▶ _Exercise instructions_
Every record that follows should be written out again without any change.

▶ _Available records_
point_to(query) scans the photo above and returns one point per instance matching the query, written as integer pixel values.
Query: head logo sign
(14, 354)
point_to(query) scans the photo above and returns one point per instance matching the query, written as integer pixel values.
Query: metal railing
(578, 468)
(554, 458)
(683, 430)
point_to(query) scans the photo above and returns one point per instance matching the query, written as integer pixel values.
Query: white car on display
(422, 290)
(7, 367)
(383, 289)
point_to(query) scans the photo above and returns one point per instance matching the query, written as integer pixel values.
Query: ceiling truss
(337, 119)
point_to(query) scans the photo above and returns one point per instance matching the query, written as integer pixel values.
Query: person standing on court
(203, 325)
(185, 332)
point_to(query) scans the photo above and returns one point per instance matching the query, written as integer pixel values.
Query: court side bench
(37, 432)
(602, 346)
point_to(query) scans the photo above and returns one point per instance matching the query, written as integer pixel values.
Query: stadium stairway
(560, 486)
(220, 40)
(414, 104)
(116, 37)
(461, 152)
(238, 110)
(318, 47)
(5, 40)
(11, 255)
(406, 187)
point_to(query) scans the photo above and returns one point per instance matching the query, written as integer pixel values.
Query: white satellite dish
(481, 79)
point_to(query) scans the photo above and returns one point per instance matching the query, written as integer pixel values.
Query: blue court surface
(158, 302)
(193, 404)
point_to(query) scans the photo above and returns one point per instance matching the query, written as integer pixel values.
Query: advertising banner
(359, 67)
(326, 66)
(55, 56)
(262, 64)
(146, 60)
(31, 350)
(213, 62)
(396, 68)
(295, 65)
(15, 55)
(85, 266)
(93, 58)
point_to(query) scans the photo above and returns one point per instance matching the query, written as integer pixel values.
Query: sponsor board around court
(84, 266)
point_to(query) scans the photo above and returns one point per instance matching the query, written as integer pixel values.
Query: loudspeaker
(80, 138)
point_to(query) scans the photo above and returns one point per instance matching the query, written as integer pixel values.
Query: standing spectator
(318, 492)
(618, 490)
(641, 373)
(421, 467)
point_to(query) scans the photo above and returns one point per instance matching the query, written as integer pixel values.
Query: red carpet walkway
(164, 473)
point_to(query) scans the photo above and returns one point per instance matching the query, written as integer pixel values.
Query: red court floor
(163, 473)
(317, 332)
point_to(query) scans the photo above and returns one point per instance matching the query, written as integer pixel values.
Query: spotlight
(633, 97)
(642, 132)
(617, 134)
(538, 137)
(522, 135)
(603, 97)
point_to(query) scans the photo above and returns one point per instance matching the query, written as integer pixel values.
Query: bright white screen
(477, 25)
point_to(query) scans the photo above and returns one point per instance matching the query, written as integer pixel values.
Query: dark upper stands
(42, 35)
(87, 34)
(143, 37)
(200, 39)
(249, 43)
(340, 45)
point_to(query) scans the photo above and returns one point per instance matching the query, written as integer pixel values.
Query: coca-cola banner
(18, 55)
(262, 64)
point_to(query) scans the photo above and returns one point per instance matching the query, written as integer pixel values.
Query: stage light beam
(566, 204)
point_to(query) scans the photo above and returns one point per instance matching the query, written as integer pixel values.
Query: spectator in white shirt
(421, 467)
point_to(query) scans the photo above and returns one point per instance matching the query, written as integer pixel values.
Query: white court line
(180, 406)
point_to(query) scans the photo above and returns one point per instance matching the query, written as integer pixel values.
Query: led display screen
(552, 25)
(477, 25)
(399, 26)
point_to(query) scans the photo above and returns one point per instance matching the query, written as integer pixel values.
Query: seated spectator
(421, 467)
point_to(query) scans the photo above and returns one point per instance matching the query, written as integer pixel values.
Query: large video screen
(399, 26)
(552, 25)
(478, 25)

▶ _Solution to this exercise_
point_to(query) scans the photo above and returns one point per instance matching the query, written as integer pixel values.
Query: head logo sign
(14, 354)
point_to(query) scans the photo above and returns one point per instance matching the query, written as integer pixel values.
Query: metal railing
(578, 468)
(554, 458)
(683, 430)
point_to(query) scans the photo above and returns one point per instance matching the query, written as integer pixel values.
Query: white car on display
(422, 290)
(7, 367)
(383, 289)
point_to(query) scans the photo above and returns one point per instance matching the query, written as integer pixel values.
Query: ceiling truss
(337, 119)
point_to(query) scans the photo above and returns one point per instance matching the query, written as integer pixel values.
Query: person standing on court
(203, 325)
(185, 332)
point_to(query) scans the photo above and returns one point per instance matching the query, written as integer pixel values.
Query: court side bench
(37, 432)
(602, 346)
point_to(query) scans the photo above and returns one point per instance matching the query, written as integer pixel values.
Query: stadium stairway
(560, 486)
(220, 40)
(414, 104)
(116, 37)
(461, 152)
(238, 110)
(318, 47)
(5, 40)
(11, 255)
(406, 187)
point_to(query) scans the photo above and returns one point per instance matching the query, written as integer pixel values.
Query: white satellite dish
(481, 79)
point_to(query) scans the photo above and returns one point per instance matching the query, written as integer pixel values.
Query: blue court surface
(158, 302)
(193, 404)
point_to(query) scans the photo above and returns one point per instance matching the query, written as integer pixel values.
Query: advertising banner
(359, 67)
(326, 66)
(55, 56)
(262, 64)
(146, 60)
(31, 350)
(213, 62)
(396, 68)
(295, 65)
(15, 55)
(85, 266)
(93, 58)
point_to(query) scans the photo above and returns one point per instance matching the query, written as integer pixel values.
Query: sponsor board around court
(84, 266)
point_to(query) scans the photo above and returns one point per instance matching the query, written as integer pixel values.
Query: loudspeaker
(80, 138)
point_to(query) scans the photo above and returns one point per instance matching the query, written as integer pixel values.
Query: standing spectator
(318, 492)
(618, 490)
(641, 373)
(421, 467)
point_to(query) scans the photo above and returns one point per instance matching the query, written as integer pixel values.
Query: red carpet walkway
(164, 473)
point_to(query) scans the photo above and returns one point per instance matching the query, written as integer pixel values.
Query: red court floor
(163, 473)
(317, 332)
point_to(query) scans the photo above and returns one point per instance matching the query, written as integer pixel values.
Query: spotlight
(633, 97)
(642, 132)
(617, 134)
(538, 137)
(522, 135)
(603, 97)
point_to(query) scans the photo above and returns one point per instance matching the query, written as integer pixel values.
Query: bright white screen
(477, 25)
point_to(query) scans the photo above and returns one point per instance matching the query, written as integer pixel values.
Query: dark upper stands
(42, 35)
(87, 34)
(143, 37)
(200, 39)
(249, 43)
(340, 45)
point_to(query) scans the photo above and returns one point per instance matching the query, written as integer pixel values.
Query: coca-cola banner
(18, 55)
(262, 64)
point_to(query) scans the photo above and returns one point per instance matching the query, written as integer pixel values.
Query: stage light beam
(566, 204)
point_to(query) scans the photo above and returns one point per instance matching the query, written as integer pixel values.
Query: spectator in white shirt
(421, 467)
point_to(query) scans the photo above and returns one point per instance matching the query, written as integer pixel values.
Query: white court line
(180, 406)
point_to(query) scans the photo above and returns one point per instance matching the query, written as integer pixel values.
Query: led display screen
(552, 25)
(477, 25)
(399, 26)
point_to(query) scans the photo above and returns one point per instance matching the query, written as integer pixel values.
Query: seated spectator
(421, 467)
point_to(query) scans the photo above and returns one point per instance matching the query, written as integer pixel values.
Query: large video screen
(399, 26)
(552, 25)
(478, 25)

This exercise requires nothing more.